Begin Data supplied

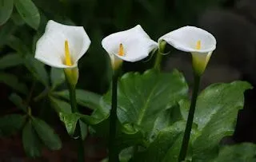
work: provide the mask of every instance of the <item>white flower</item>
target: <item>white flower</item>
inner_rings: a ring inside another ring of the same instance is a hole
[[[158,39],[174,48],[192,53],[193,67],[201,75],[216,48],[216,39],[209,32],[194,26],[185,26],[171,31]]]
[[[74,68],[90,45],[90,40],[82,26],[50,20],[37,42],[34,57],[53,67]]]
[[[102,44],[114,66],[122,60],[130,62],[140,61],[158,47],[158,43],[150,39],[140,25],[112,34],[106,37]]]

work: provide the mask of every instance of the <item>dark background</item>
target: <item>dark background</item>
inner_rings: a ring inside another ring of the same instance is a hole
[[[137,24],[140,24],[154,41],[162,35],[183,26],[196,26],[212,33],[217,39],[217,49],[213,53],[204,74],[202,89],[211,83],[230,82],[235,80],[245,80],[253,85],[256,85],[255,0],[34,0],[33,2],[41,12],[41,26],[38,31],[35,32],[25,26],[16,29],[13,33],[30,48],[33,48],[31,44],[34,36],[40,37],[42,34],[46,23],[50,19],[66,24],[82,26],[88,34],[92,44],[78,64],[80,77],[78,87],[80,89],[98,93],[107,91],[111,70],[108,55],[102,48],[101,41],[108,34],[130,29]],[[0,46],[1,56],[12,51],[5,45]],[[170,51],[170,54],[164,56],[162,69],[170,71],[177,68],[184,73],[189,84],[192,85],[190,54],[177,51],[168,45],[166,51]],[[126,62],[123,70],[142,72],[152,67],[154,58],[154,56],[152,56],[138,63]],[[12,69],[8,72],[21,77],[24,75],[20,73],[20,69]],[[28,81],[28,84],[30,82]],[[40,85],[38,86],[40,89]],[[1,107],[4,107],[0,110],[0,113],[4,115],[15,112],[15,109],[13,110],[14,105],[8,101],[12,89],[3,84],[0,84],[0,88],[2,103]],[[255,93],[254,90],[246,92],[245,108],[239,112],[236,131],[234,137],[230,139],[230,142],[256,143]],[[62,129],[60,129],[62,132]],[[70,143],[66,142],[66,146],[64,146],[62,152],[57,152],[55,154],[46,152],[43,156],[46,159],[51,159],[51,161],[61,160],[54,158],[58,154],[72,154],[69,149]],[[89,138],[87,143],[87,148],[92,150],[88,154],[90,159],[88,161],[97,161],[98,160],[95,159],[104,156],[106,151],[100,146],[100,141]],[[0,140],[0,155],[11,155],[15,157],[24,156],[18,135]],[[75,156],[75,153],[73,156]],[[72,157],[72,155],[70,156]],[[9,159],[6,161],[10,161]]]

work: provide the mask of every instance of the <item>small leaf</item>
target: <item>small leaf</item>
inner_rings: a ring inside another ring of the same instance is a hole
[[[22,143],[26,155],[30,157],[41,156],[42,143],[38,134],[32,127],[31,121],[29,121],[23,128]]]
[[[65,81],[65,73],[62,69],[51,68],[50,70],[50,81],[52,89],[56,88]]]
[[[32,125],[42,143],[51,150],[59,150],[62,141],[54,129],[44,121],[32,117]]]
[[[28,93],[26,85],[18,81],[18,77],[13,74],[0,73],[0,83],[4,83],[21,93]]]
[[[88,107],[91,109],[97,109],[100,105],[101,96],[82,89],[76,89],[76,99],[78,105]],[[69,90],[63,90],[61,92],[54,92],[54,95],[62,97],[66,100],[70,100]]]
[[[9,100],[12,101],[18,108],[26,113],[26,106],[23,103],[22,98],[16,93],[11,93],[9,97]]]
[[[66,129],[69,135],[74,137],[74,133],[77,126],[77,122],[80,117],[75,113],[60,113],[59,118],[64,123]]]
[[[40,14],[37,6],[31,0],[15,0],[15,6],[24,21],[34,30],[40,24]]]
[[[19,114],[6,115],[0,117],[0,136],[10,136],[22,128],[26,117]]]
[[[8,53],[0,58],[0,69],[10,68],[22,64],[22,57],[18,53]]]
[[[49,77],[45,65],[36,60],[32,55],[26,55],[25,66],[45,86],[49,85]]]
[[[10,18],[14,8],[14,0],[0,0],[0,26]]]
[[[212,162],[255,162],[256,144],[242,143],[235,145],[224,146],[221,148],[217,158]]]

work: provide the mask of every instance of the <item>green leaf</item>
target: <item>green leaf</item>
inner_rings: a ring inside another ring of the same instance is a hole
[[[24,21],[34,30],[38,30],[40,14],[34,2],[31,0],[15,0],[14,5]]]
[[[17,66],[22,62],[22,57],[20,54],[8,53],[0,58],[0,69]]]
[[[0,0],[0,26],[10,18],[14,8],[14,0]]]
[[[184,77],[177,70],[171,73],[159,73],[154,70],[143,74],[126,73],[118,82],[119,121],[134,125],[146,134],[150,133],[161,113],[186,97],[187,91]],[[111,105],[110,93],[104,101]]]
[[[23,112],[27,112],[26,106],[24,105],[22,98],[18,94],[11,93],[9,97],[9,100],[12,101],[18,108],[23,110]]]
[[[26,55],[25,66],[33,76],[42,82],[45,86],[49,85],[49,77],[45,65],[36,60],[32,55]]]
[[[88,107],[91,109],[100,109],[100,100],[101,96],[82,89],[76,89],[76,99],[78,105]],[[66,100],[70,100],[70,92],[69,90],[63,90],[61,92],[54,92],[54,95],[62,97]]]
[[[80,117],[76,113],[59,113],[60,120],[65,124],[66,129],[70,136],[74,137],[74,133]]]
[[[71,113],[71,106],[67,102],[57,99],[54,97],[50,96],[51,106],[58,113]]]
[[[0,83],[4,83],[21,93],[28,93],[26,85],[18,81],[18,77],[13,74],[0,73]]]
[[[58,85],[65,81],[65,73],[62,69],[51,68],[50,81],[52,89],[55,89]]]
[[[201,136],[194,141],[194,159],[206,160],[218,153],[220,140],[234,132],[244,91],[251,88],[247,82],[234,81],[214,84],[201,93],[194,114]]]
[[[220,140],[234,132],[238,111],[243,106],[243,93],[248,89],[251,89],[249,83],[234,81],[211,85],[200,93],[194,118],[200,134],[193,141],[193,160],[207,161],[218,155]],[[179,104],[186,119],[190,102]]]
[[[44,121],[32,117],[32,125],[42,143],[51,150],[59,150],[62,141],[54,129]]]
[[[32,127],[31,121],[29,121],[22,131],[23,148],[30,157],[37,157],[41,156],[42,143],[41,140]]]
[[[221,148],[218,156],[212,162],[255,162],[256,145],[250,143],[242,143]]]
[[[31,54],[31,51],[30,50],[30,49],[24,44],[24,42],[21,39],[15,36],[11,35],[8,37],[6,44],[8,45],[8,46],[16,50],[22,56]]]
[[[0,136],[16,133],[24,125],[26,117],[19,114],[6,115],[0,117]]]
[[[157,138],[150,144],[148,148],[144,151],[137,153],[132,161],[163,161],[167,157],[169,161],[177,161],[177,157],[170,158],[170,153],[171,149],[175,149],[174,145],[176,141],[180,140],[180,137],[182,137],[183,132],[186,127],[185,121],[178,121],[174,123],[170,127],[166,128],[159,132]],[[174,152],[172,150],[172,154],[178,156],[179,147],[178,150],[175,149]],[[176,147],[177,148],[177,147]]]

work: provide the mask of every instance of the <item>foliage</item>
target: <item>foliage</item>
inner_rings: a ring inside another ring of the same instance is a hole
[[[89,133],[107,139],[111,73],[107,55],[99,48],[103,35],[139,23],[156,39],[177,26],[194,23],[198,13],[223,2],[0,0],[0,83],[8,87],[9,101],[18,109],[0,117],[0,136],[21,132],[24,150],[31,157],[41,156],[43,147],[62,148],[62,139],[53,128],[56,118],[72,137],[79,124],[82,139]],[[85,26],[94,42],[79,63],[76,94],[84,113],[71,113],[63,71],[34,58],[36,41],[49,19]],[[187,83],[178,70],[146,70],[152,61],[134,65],[125,64],[124,72],[145,72],[124,73],[118,80],[120,160],[177,161],[190,105]],[[248,83],[234,81],[214,84],[200,93],[187,160],[256,160],[253,144],[219,144],[233,134],[243,93],[249,89]]]

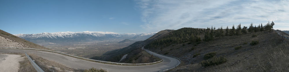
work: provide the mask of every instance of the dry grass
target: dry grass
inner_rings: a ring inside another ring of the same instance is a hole
[[[256,33],[257,37],[252,38],[246,34],[238,36],[226,36],[216,39],[214,41],[204,42],[194,46],[181,44],[173,47],[180,49],[173,50],[168,55],[181,59],[185,64],[179,65],[171,70],[176,72],[264,72],[286,71],[289,70],[289,41],[275,32]],[[259,41],[259,43],[250,45],[252,41]],[[235,50],[235,47],[242,48]],[[192,47],[197,48],[190,49]],[[168,48],[164,48],[163,51]],[[203,67],[200,64],[204,60],[204,55],[215,51],[217,57],[225,56],[227,61],[222,64]],[[201,55],[194,57],[193,55]]]
[[[41,57],[36,56],[34,54],[28,54],[35,63],[45,72],[83,72],[83,70],[72,68],[60,64],[55,62],[43,59]]]
[[[21,57],[25,57],[23,60],[19,62],[20,66],[18,70],[18,72],[37,72],[24,53],[10,53],[5,54],[19,55],[21,56]]]
[[[25,39],[21,39],[13,35],[6,32],[2,30],[0,30],[0,36],[3,37],[5,38],[16,42],[18,43],[21,43],[24,44],[23,46],[25,47],[32,48],[36,49],[43,49],[50,50],[48,48],[44,47],[42,48],[42,46],[33,43],[28,41]]]

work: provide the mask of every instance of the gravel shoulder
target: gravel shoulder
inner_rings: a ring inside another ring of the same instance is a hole
[[[19,62],[24,57],[19,55],[0,54],[0,72],[18,72]]]

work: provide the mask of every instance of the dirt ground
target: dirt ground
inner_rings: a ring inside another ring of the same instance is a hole
[[[0,72],[18,72],[19,62],[24,57],[16,55],[0,54]]]

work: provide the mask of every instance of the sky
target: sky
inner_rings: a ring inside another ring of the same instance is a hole
[[[0,29],[140,34],[184,27],[263,25],[289,30],[289,0],[0,0]]]

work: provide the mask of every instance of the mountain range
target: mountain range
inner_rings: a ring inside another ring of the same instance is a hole
[[[62,43],[93,41],[123,40],[128,39],[134,40],[145,40],[157,32],[120,34],[109,32],[89,31],[43,33],[37,34],[14,35],[15,36],[38,44]]]

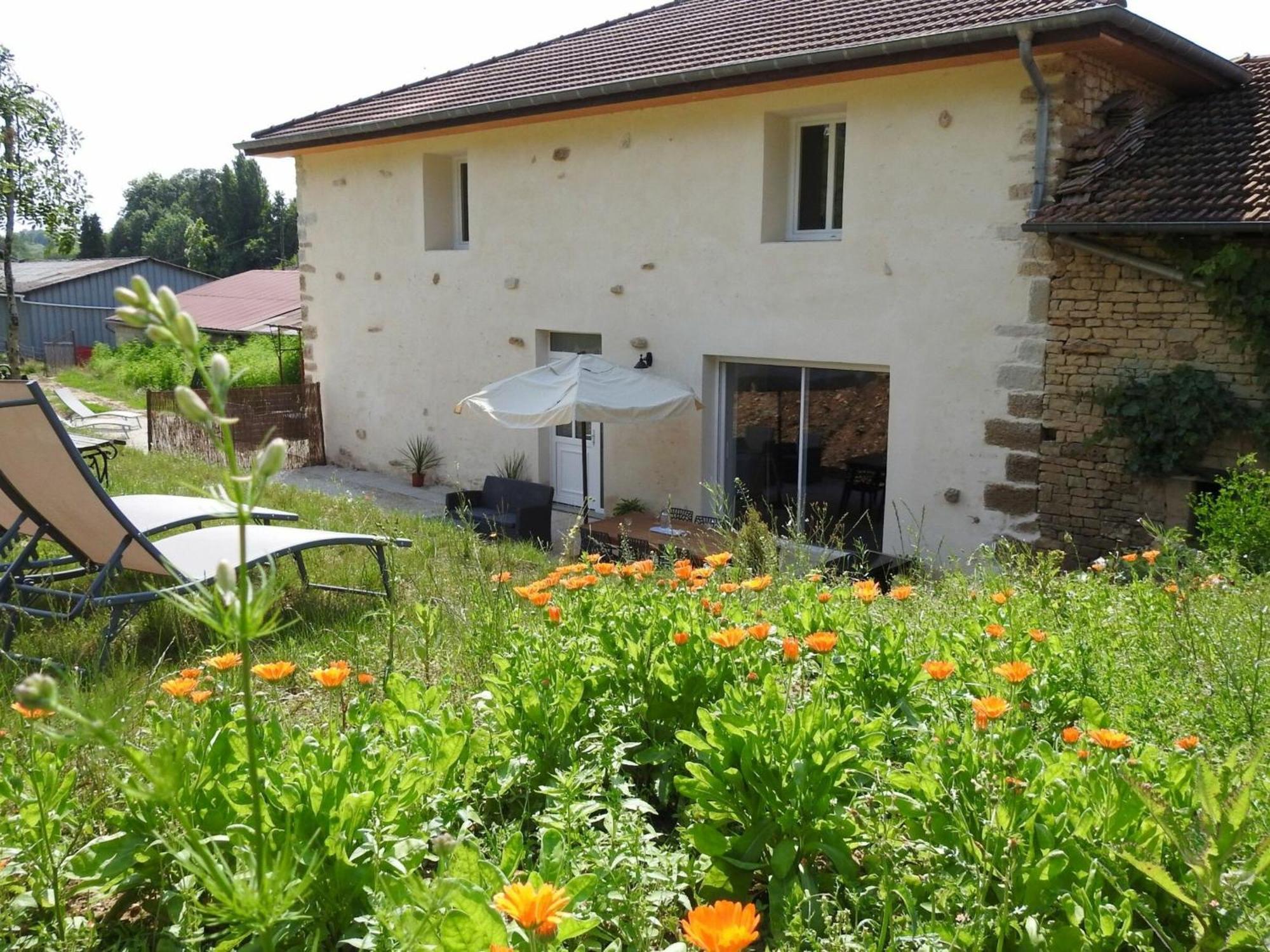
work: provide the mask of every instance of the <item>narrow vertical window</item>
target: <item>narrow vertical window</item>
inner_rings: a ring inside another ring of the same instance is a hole
[[[467,160],[455,161],[455,245],[467,248],[471,230],[467,222]]]
[[[841,235],[846,143],[847,123],[841,119],[795,124],[790,239]]]

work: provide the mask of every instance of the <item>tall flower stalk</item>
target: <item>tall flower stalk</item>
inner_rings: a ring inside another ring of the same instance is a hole
[[[119,302],[114,316],[124,324],[145,331],[156,344],[174,344],[190,368],[206,385],[204,401],[192,387],[179,386],[174,395],[177,406],[185,419],[207,433],[208,439],[225,458],[224,479],[215,495],[232,504],[236,524],[239,556],[237,567],[222,560],[216,570],[211,589],[201,589],[189,595],[178,595],[177,602],[192,616],[235,645],[243,656],[239,665],[239,689],[243,694],[244,737],[246,743],[248,783],[251,791],[251,833],[255,857],[257,882],[263,883],[267,867],[267,843],[263,815],[263,788],[260,783],[259,731],[255,718],[255,699],[251,684],[251,641],[268,633],[273,623],[274,586],[267,574],[263,584],[251,584],[244,567],[248,562],[246,533],[251,512],[260,503],[265,486],[286,462],[287,447],[281,439],[272,439],[244,470],[234,446],[234,424],[229,415],[229,393],[235,374],[229,358],[215,353],[203,354],[198,326],[194,319],[180,308],[177,296],[168,287],[151,291],[145,278],[137,275],[128,288],[116,288]]]

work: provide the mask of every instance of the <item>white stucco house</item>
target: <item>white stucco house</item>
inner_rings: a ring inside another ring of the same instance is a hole
[[[599,505],[739,481],[952,553],[1041,534],[1055,254],[1022,226],[1073,142],[1114,95],[1247,80],[1116,3],[677,0],[240,147],[296,160],[333,461],[419,433],[447,481],[522,451],[580,501],[580,428],[452,407],[559,354],[652,354],[705,409],[589,434]]]

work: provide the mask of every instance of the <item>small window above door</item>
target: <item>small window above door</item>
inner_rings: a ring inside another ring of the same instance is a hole
[[[598,354],[601,353],[599,334],[578,334],[569,330],[552,330],[547,349],[554,354]]]

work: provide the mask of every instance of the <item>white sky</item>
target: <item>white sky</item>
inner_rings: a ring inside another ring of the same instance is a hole
[[[84,133],[75,165],[110,227],[130,179],[220,166],[250,132],[621,17],[652,0],[5,3],[0,43]],[[1223,56],[1270,53],[1267,0],[1130,0]],[[290,159],[259,160],[295,194]]]

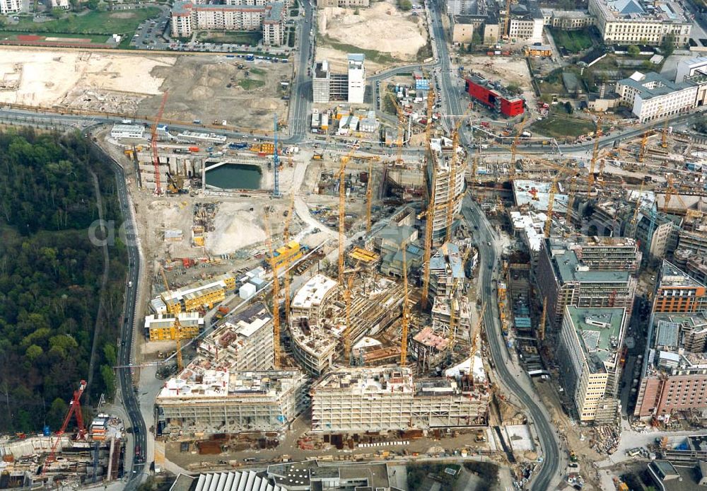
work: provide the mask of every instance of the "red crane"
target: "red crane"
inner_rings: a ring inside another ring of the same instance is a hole
[[[152,146],[152,164],[155,166],[155,195],[159,196],[162,194],[162,186],[160,185],[160,158],[157,156],[157,125],[160,124],[162,119],[162,113],[165,112],[165,104],[167,103],[168,92],[165,91],[164,96],[162,96],[162,104],[160,105],[160,110],[155,117],[155,122],[152,125],[152,140],[150,144]]]
[[[59,442],[62,441],[62,435],[66,431],[66,427],[69,425],[69,422],[71,419],[72,415],[76,415],[76,426],[78,427],[78,433],[76,435],[76,439],[83,440],[86,438],[86,429],[83,426],[83,415],[81,414],[81,403],[78,400],[81,398],[81,395],[83,394],[83,391],[86,388],[86,381],[82,380],[78,384],[78,388],[74,391],[74,398],[71,399],[71,402],[69,405],[69,411],[66,412],[66,417],[64,418],[62,429],[56,433],[57,439],[54,441],[54,444],[52,445],[52,453],[49,454],[49,457],[45,461],[45,465],[42,466],[42,475],[47,472],[47,468],[49,464],[56,460],[54,455],[57,453],[57,447],[59,446]]]

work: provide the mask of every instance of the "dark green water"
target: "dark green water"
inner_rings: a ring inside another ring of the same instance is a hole
[[[227,163],[206,171],[206,184],[223,189],[260,189],[260,168]]]

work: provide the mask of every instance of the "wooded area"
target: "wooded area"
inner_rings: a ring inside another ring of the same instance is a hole
[[[0,431],[52,431],[88,379],[104,260],[89,240],[98,219],[122,218],[115,174],[80,134],[0,132]],[[109,245],[105,311],[85,397],[115,388],[112,367],[122,309],[127,254]]]

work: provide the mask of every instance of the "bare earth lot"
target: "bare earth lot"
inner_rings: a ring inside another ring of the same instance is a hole
[[[245,65],[243,69],[238,63]],[[271,129],[273,113],[281,120],[286,116],[279,87],[281,81],[289,80],[291,71],[289,64],[256,64],[218,55],[7,47],[0,51],[0,80],[19,76],[19,83],[0,91],[0,103],[151,117],[168,90],[165,119],[226,120],[240,127],[267,130]],[[249,90],[239,86],[246,78],[250,81],[241,85]]]

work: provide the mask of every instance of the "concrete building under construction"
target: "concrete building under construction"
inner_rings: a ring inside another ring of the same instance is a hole
[[[466,152],[461,147],[456,149],[456,155],[441,146],[431,146],[427,158],[427,192],[434,197],[435,211],[433,214],[432,233],[436,242],[443,239],[447,233],[448,209],[450,202],[452,216],[462,209],[464,197],[464,173],[467,170]],[[452,224],[452,227],[454,226]]]
[[[485,374],[414,379],[407,367],[341,369],[310,393],[312,429],[324,432],[484,425],[490,397]]]
[[[306,405],[298,370],[230,371],[189,366],[155,402],[157,436],[278,431]]]

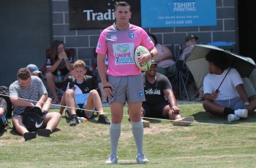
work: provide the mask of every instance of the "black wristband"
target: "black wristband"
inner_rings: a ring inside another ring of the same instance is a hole
[[[153,53],[153,52],[150,52],[149,53],[150,53],[150,55],[151,55],[151,60],[152,60],[153,57],[154,57],[154,53]]]
[[[110,86],[106,86],[106,87],[103,87],[103,89],[105,89],[105,88],[109,88],[109,89],[111,89],[111,87],[110,87]]]

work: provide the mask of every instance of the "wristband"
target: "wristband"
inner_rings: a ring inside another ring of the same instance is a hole
[[[151,55],[151,60],[152,60],[153,57],[154,57],[154,53],[153,53],[153,52],[150,52],[149,53],[150,53],[150,55]]]
[[[106,86],[106,87],[103,87],[103,89],[105,89],[105,88],[111,89],[111,87],[110,87],[110,86]]]

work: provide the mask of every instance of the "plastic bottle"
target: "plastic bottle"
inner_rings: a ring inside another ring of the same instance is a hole
[[[61,81],[61,71],[59,71],[59,69],[58,69],[57,76],[58,76],[59,81]]]
[[[83,116],[78,116],[79,122],[88,122],[88,119]]]

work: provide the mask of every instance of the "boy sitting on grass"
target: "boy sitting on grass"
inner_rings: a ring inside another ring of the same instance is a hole
[[[67,89],[61,101],[61,105],[67,105],[66,116],[71,120],[69,126],[76,126],[78,124],[78,116],[91,119],[94,108],[98,111],[99,123],[110,124],[103,113],[102,102],[95,89],[97,87],[96,80],[91,76],[85,75],[86,63],[78,60],[74,63],[73,68],[75,76],[67,79]],[[61,106],[59,111],[61,115],[63,111],[64,107]]]

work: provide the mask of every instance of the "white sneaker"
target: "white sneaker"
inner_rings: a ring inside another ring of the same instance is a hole
[[[136,160],[138,164],[149,163],[147,156],[146,156],[146,155],[144,155],[143,153],[138,153],[136,156]]]
[[[246,118],[248,115],[248,111],[247,109],[237,109],[235,111],[234,113],[238,116]]]
[[[239,119],[240,119],[240,116],[238,116],[235,114],[228,114],[227,115],[227,121],[229,122],[232,122],[232,121],[237,121]]]
[[[194,121],[194,116],[181,117],[173,121],[174,126],[187,126]]]
[[[105,164],[118,164],[118,157],[116,155],[110,155]]]

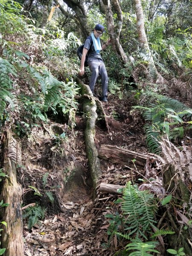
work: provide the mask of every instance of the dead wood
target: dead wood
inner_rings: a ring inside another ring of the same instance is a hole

End Data supplied

Rewrite every line of the items, starting at the line that contains "work: provide the mask of every instance of the dirt" and ending at the line that contains "[[[0,29],[140,34],[184,27],[263,25],[289,30],[289,0],[0,0]]]". Offset each polygon coordinate in the answers by 64, and keep all other text as it is.

__The solution__.
work: provide the mask of every instance of the dirt ground
target: dirt ground
inner_rings: a ring inside another ring of the same instance is a hole
[[[64,136],[82,136],[83,126],[88,121],[80,119],[64,118]]]

work: provide the mask of every instance of the sky
target: sky
inner_rings: a ring inside another ring of the same instance is a hole
[[[64,93],[204,98],[248,91],[327,89],[353,94],[353,64],[64,64]]]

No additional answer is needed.